» **Entries drawn from a collection**:
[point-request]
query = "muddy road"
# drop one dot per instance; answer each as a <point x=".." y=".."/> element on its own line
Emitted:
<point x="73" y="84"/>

» **Problem to solve**:
Can you copy every line of the records above verbatim?

» **Written solution**:
[point-request]
query = "muddy road"
# drop one dot per instance; answer each as a <point x=".." y=".."/> element on its own line
Emitted:
<point x="73" y="84"/>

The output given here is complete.